Compito da svolgere 1. Secondo il testo di lettura, chi ha promosso le Farolfiadi Teatrali?
Compito da svolgere 2. Ricopia per favore dal testo di lettura il passo che va da "E’ il caso di" fino a "alla sorella Marija." incluso.

Il teatro in casa è sempre un’esperienza emozionante grazie al contesto intimo e raccolto di quattro mura private che trasformandosi in improvvisato palcoscenico accolgono per qualche ora attori, spettatori e tutto l’incanto del fenomeno teatro. Tuttavia, nell’accogliente cornice messa a disposizione dall’organizzazione delle Farolfiadi Teatrali, un’iniziativa di vero mecenatismo promossa dal critico Renzo Francabandera attorno a cui si riunisce un nutrito club di estimatori del buon teatro, si assiste spesso a spettacoli in grado di entusiasmare anche senza questo favorevole e benevolo ambiente.
E’ il caso di Anton, scherzo in un atto di Vanessa Korn, un ritratto ponderato e profondamente umano con Stefano Cordella nei panni stazzonati del tormentato scrittore, drammaturgo e uomo di lettere russo autore dei Taccuini. E’ un uomo al termine della sua vita quello che ci viene presentato, non ancora vecchio ma stanco e acciaccato, gravemente malato di tisi – malattia che lo porterà alla morte nel gennaio 1904. Tuttavia la sua scrittura è ancor vitale e in quest’ultimo alito d’arte il drammaturgo si rifugia, omaggiando ancora una volta la musa che lo salvò anni prima dalla natia Tangarog, città “sporca, insignificante, pigra, ignorante e noiosa” nella descrizione che ne fece per lettera alla sorella Marija.
Cechov sta cercando di scrivere un racconto satirico, che faccia ridere e che parli di un funerale, di un medico e di un comico equivoco. La sua ispirazione non è la grandiosa e imponente Mosca, che gli fece una così grande impressione in gioventù ma che si rivelò poi malevola e poco incline alla sua opera; non è Jalta, la città romantica in cui nacque l’amore per la moglie Olga, ora lontana e impegnata a calcare gli sfavillanti palchi di San Pietroburgo; lo scrittore, malinconico e bisognoso di un curativo affetto, si è invece rifugiato in campagna, le scrive assiduamente e nella ritmata vita di contadini e medici condotti trova il sollievo che cercava.

Materiale fornito.
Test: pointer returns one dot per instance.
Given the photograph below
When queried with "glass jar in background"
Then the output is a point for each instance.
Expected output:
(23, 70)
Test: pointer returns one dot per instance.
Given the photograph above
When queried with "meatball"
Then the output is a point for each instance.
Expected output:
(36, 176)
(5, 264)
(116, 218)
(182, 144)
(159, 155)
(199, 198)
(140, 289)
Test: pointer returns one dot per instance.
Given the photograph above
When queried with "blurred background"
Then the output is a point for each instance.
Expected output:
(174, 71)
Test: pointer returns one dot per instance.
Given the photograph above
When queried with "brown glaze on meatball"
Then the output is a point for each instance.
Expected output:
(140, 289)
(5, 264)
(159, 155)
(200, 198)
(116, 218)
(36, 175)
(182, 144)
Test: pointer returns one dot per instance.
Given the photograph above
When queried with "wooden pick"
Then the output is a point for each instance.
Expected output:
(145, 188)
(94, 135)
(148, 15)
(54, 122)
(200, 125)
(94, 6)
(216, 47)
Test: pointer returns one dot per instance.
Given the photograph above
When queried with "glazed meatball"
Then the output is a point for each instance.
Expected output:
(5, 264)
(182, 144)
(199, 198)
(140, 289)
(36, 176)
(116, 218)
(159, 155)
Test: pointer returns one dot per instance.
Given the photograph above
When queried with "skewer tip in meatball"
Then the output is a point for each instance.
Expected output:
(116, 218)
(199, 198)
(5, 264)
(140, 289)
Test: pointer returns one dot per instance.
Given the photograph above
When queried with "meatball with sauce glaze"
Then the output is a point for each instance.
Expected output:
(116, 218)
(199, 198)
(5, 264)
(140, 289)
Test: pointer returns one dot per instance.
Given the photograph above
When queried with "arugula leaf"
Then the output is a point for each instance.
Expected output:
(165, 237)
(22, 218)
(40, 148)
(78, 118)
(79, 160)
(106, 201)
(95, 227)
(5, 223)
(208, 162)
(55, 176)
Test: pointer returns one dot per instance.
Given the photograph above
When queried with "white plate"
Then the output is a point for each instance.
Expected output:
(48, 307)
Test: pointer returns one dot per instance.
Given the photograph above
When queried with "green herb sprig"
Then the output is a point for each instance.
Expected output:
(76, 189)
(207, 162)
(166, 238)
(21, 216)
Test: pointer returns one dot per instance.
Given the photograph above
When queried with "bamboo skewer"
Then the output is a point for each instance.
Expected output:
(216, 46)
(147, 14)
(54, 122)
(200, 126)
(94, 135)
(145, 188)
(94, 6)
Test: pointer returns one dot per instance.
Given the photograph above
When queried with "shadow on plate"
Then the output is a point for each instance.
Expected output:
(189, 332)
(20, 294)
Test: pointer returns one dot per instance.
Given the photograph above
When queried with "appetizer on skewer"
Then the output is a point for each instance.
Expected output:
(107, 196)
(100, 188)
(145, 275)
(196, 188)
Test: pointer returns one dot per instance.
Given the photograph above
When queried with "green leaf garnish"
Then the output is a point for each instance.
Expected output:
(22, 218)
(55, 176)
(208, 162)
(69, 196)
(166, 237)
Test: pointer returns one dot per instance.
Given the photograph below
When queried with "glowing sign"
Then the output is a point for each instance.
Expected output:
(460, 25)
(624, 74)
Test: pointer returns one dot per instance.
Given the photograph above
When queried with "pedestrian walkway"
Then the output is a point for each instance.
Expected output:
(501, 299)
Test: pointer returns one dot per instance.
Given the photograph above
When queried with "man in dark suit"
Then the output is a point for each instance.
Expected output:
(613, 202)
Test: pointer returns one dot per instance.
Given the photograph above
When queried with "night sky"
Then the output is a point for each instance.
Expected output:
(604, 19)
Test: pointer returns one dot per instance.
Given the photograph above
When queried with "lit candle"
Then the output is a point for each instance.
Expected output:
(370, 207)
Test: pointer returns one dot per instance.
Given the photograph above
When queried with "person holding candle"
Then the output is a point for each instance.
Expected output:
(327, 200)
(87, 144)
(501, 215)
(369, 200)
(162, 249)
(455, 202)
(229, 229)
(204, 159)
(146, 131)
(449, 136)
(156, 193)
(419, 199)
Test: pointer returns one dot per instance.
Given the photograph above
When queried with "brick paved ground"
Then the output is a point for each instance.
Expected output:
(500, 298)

Spazio risposta 1. Il critico Renzo Francabandera.

Spazio risposta 2.
E’ il caso di Anton, scherzo in un atto di Vanessa Korn, un ritratto ponderato e profondamente umano con Stefano Cordella nei panni stazzonati del tormentato scrittore, drammaturgo e uomo di lettere russo autore dei Taccuini. E’ un uomo al termine della sua vita quello che ci viene presentato, non ancora vecchio ma stanco e acciaccato, gravemente malato di tisi – malattia che lo porterà alla morte nel gennaio 1904. Tuttavia la sua scrittura è ancor vitale e in quest’ultimo alito d’arte il drammaturgo si rifugia, omaggiando ancora una volta la musa che lo salvò anni prima dalla natia Tangarog, città “sporca, insignificante, pigra, ignorante e noiosa” nella descrizione che ne fece per lettera alla sorella Marija.